[Natural-language object grounding data]
--

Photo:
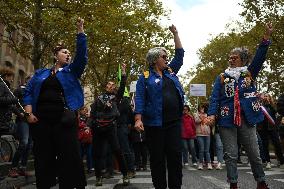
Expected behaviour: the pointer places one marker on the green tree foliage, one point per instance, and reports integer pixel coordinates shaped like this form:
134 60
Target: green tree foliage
119 31
213 57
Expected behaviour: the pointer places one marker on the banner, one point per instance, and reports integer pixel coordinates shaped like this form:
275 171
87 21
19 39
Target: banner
197 90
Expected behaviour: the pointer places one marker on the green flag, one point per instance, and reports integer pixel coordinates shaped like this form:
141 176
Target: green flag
126 93
119 74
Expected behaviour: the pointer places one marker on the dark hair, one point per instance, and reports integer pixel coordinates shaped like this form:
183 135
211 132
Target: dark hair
6 72
56 49
244 54
186 106
205 106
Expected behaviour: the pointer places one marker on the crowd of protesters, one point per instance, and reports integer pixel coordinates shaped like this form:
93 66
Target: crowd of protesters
118 135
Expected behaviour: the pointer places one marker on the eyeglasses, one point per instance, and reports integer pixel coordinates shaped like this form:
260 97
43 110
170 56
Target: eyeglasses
233 58
165 57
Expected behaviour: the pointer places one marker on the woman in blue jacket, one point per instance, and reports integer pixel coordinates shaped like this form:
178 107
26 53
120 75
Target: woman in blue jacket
51 98
158 107
235 104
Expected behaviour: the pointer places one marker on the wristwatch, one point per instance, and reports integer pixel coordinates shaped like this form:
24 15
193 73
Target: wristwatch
27 114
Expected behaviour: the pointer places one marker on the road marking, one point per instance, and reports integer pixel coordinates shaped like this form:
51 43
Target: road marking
280 180
272 172
217 182
144 173
104 186
191 168
244 168
139 181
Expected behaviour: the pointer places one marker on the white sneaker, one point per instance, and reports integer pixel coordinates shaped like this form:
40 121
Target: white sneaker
219 166
209 166
268 165
200 166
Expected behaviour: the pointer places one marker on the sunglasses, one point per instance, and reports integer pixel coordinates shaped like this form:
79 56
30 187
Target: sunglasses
165 57
233 58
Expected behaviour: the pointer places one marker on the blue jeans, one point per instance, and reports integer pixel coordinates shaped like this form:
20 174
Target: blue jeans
25 144
87 149
122 133
188 145
247 137
204 145
219 148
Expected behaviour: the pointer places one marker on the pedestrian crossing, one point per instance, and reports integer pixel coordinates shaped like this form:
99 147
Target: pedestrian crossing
215 178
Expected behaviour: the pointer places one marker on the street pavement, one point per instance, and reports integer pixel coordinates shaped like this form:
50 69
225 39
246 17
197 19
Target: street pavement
194 179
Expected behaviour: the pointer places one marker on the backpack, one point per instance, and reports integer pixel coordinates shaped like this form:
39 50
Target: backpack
106 111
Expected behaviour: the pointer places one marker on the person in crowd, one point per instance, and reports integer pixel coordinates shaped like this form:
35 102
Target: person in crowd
104 113
51 100
218 147
280 111
203 137
24 137
7 104
85 138
268 129
188 136
234 100
139 146
123 122
158 109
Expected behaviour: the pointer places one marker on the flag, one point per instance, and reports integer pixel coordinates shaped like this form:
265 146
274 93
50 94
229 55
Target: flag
119 74
267 115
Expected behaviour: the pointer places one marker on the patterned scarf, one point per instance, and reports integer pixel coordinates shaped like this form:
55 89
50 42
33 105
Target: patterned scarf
236 73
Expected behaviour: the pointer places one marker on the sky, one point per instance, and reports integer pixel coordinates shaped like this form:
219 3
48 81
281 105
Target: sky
197 21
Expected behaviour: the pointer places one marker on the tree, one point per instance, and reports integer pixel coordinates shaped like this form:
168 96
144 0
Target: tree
119 31
213 57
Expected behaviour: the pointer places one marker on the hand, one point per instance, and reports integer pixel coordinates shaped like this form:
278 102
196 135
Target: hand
210 120
32 118
80 23
139 125
268 31
123 69
173 29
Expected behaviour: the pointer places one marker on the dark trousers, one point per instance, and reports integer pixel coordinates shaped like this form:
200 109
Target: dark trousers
165 148
103 137
57 154
122 133
140 150
25 145
274 136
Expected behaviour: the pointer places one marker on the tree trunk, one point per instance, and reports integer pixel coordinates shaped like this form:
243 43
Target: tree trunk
36 52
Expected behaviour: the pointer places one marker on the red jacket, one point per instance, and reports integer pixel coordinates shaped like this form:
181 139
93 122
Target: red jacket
188 127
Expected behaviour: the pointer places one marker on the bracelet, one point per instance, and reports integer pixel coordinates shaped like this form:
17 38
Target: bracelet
27 114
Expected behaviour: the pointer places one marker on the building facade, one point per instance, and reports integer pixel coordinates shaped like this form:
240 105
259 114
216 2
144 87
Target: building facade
9 58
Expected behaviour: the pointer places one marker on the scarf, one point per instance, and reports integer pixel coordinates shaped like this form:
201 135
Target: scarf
236 73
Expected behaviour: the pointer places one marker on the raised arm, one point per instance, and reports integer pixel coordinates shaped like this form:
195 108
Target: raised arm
261 52
81 57
122 85
177 61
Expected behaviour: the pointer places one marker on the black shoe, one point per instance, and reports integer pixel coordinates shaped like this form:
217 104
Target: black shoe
99 181
131 174
125 181
2 177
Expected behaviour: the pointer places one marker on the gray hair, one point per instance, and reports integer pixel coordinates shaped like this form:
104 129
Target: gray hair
244 54
153 54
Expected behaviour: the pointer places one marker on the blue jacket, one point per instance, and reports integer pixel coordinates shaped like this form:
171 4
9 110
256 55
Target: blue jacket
222 97
149 98
68 77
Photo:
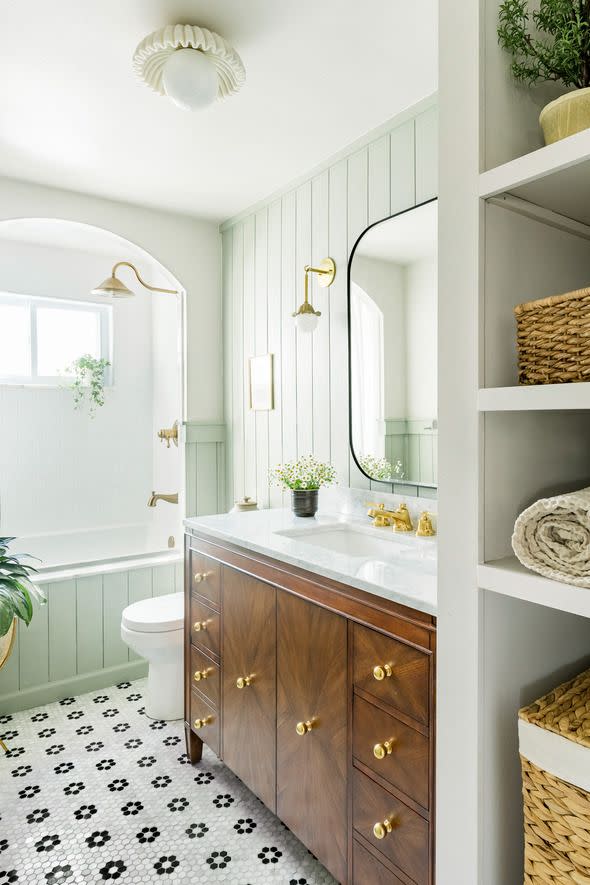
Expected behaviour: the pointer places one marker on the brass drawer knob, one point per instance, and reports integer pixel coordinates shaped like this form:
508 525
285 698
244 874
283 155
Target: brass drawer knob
380 751
304 727
381 671
201 576
382 828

--

Work to be completed: Every last line above must be reproduced as written, and no pictures belong in the copy.

Worked solution:
Photo:
Expected behaviour: the pointer places one marker on the green tree foliage, one point per instance, and reports integer pixel coordinates shaped like this form:
134 60
Target: green tree foliage
119 31
213 57
Expected behaviour: the pointer places one marker on the banner, one point per instance, and reports integer pixel coordinates shaped like this form:
275 171
87 21
19 39
Target: banner
197 90
Expected behaviour: the pointer places one marker on the green flag, one point per instance, and reports integer pixel coordinates shaped like this form:
141 176
Target: green flag
126 93
119 74
Expected behaviour: the pointer places one marker on the dark hair, one point per instance, and reports integer pixel coordinates shaped like this form:
183 135
211 132
Target: dark hair
6 72
56 49
244 54
186 106
205 106
Expected behaviour: the pointer places one marker on the crowd of protesters, one point per instance, and reports integer pixel coordinates shaped like this form:
93 66
Target: crowd of protesters
118 135
Expected behaviour: the pointer places one marker on the eyeglasses, one point per instance, and reports integer pixel coordinates shaped like this form:
260 97
43 110
170 56
Target: eyeglasses
233 58
165 57
Expected behaviour: the pointer places one marker on the woman in blue jacket, one point per instance, and reports integer pixel coordinates shaped like this form:
178 107
26 53
120 75
Target: woman in blue jacket
51 98
158 107
235 104
Expected behaviour: the pointer places one marker on the wristwatch, one point per instance, and reports integer pixel coordinates shaped like this form:
24 15
193 73
Target: wristwatch
27 114
Expected behaviour: the pointer places one marker on the road marking, one point per instance, and reports integer pixel coordinates shaped like this form:
51 43
Target: road marking
280 180
272 172
217 182
144 173
104 186
191 168
244 168
139 181
Expected behaviour: the pointer places one marker on the white sneaker, one point per instance, and reports integer pixel coordinates shaped like this form:
40 121
Target: white sneaker
219 166
209 166
268 165
200 166
Expected behaviour: the pointer places one marker on the sunglasses, one point per instance, and reports integer pixel coordinates shaped like this form:
79 56
30 187
Target: sunglasses
165 57
233 58
Expected behaviour: the pointer places one marker on the blue jeans, one point per instance, and reports integer pixel coordinates shaped like this form:
20 174
Target: blue jeans
25 144
87 149
122 133
188 145
247 137
204 145
219 148
Expected behaviour: the pointer places one marker on the pedestrian crossing, one point per instance, and reports integer pixel coordinates shaped like this form:
99 147
Target: pedestrian crossing
215 178
Expected behaviour: the pointer places one marker on the street pavement, one point per instance, and reports integer pixel coordinates shaped like this form:
50 69
225 39
246 17
197 19
Target: street pavement
194 179
Expected behaviour: the pointer places one marker on the backpack, one point per instance, and reports integer pixel coordinates shaped like this form:
39 50
Target: backpack
106 111
Expected behaviour: the pointer places one marker on the person in crowd, one point per instance, and reports integer pixel coordinates shaped like this form:
35 102
Target: person in crowd
104 113
51 100
218 147
280 111
203 137
24 137
7 104
85 138
268 129
188 136
234 100
139 146
123 122
158 109
Expected behaviour: the pointer places one marker on the flag, one point per instance, and reports integer pixel coordinates shaped like this form:
265 146
274 93
50 94
229 55
Target: flag
119 74
267 115
Expected behaviour: the pointer places one marker on the patterned scarf, one point per instance, and reports integer pixel coordinates shaped like this form:
55 89
50 42
33 105
Target: patterned scarf
236 73
Expected behaviour: the pointer places one marker on the sky, one point per instance, and reports integer pixel coordinates shaped like this form:
219 3
48 81
281 105
Target: sky
197 21
Expected behaviour: the pointer places one marker on the tree, one point per instance, and reports integer pixel coordinates shaped like this form:
168 96
144 0
Target: tree
119 31
213 57
Expected behaviour: the pointer places one marker on the hand, one point per instance, and reports integer pixel coordinates shaped like this form:
278 102
196 135
Target: hand
210 120
32 118
80 23
139 125
268 31
123 69
173 29
Expected behaviour: the pointer places one marker on the dark trousers, one point per instance, and reports integer pixel coordinates shaped like this form:
200 109
Target: dark trousers
165 148
103 137
57 154
122 133
140 150
25 145
274 136
Expected behaviour: the pointer places one marker on the tree trunk, one point per instance, and reports integer pixel coordinates shaped like this form:
243 43
Target: tree trunk
36 52
Expected behaviour: the pointer places one marker on the red jacket, one point per instance, and reports integer pixel coordinates shaped like this form:
181 139
93 122
Target: red jacket
188 127
Expected behaviour: the pointer places one marker on the bracelet, one point per instance, and reports integer pixel coordinates shaped like this form:
17 38
Target: bracelet
27 114
Expected behaviour: the pointer places one marker on the building facade, one point per instance, and reports integer pixel coordinates shaped like this form:
240 105
259 114
216 2
144 87
Target: building facade
9 58
Expected behaviour: the pointer places one marker on the scarf, one point per instance, and reports integer pixel coordinates shaped like this form:
201 135
Target: scarf
236 73
Expected behaviour: the pointer places one marker on the raised arm, one point per instance, and reports integer pixel coordinates shaped like this form:
195 108
Target: raised arm
261 52
81 57
122 85
177 61
Expected behaviour: the pointer places one marker on the black shoe, one point per instance, and reports integer pixel coordinates shaped like this form:
217 104
Target: black shoe
99 181
131 174
125 181
2 177
Expected behaviour: the pointer places one marker on the gray hair, one point per instance, and reports integer pixel coordinates shaped like this form:
104 129
Target: gray hair
244 54
153 54
Expected behaviour: the pointer places one marker on the blue jacket, one point per instance, and reports integer pixel coordinates shaped like this form:
171 4
9 110
256 55
Target: blue jacket
222 97
149 98
68 77
Photo:
Expected behaviour: the pointer places one marker on the brass drawer knob, one point per instance, and reports integer pixel coordinates shaped like this form:
508 525
285 698
244 874
283 155
Target: brass drawer knob
380 751
304 727
381 671
201 576
382 828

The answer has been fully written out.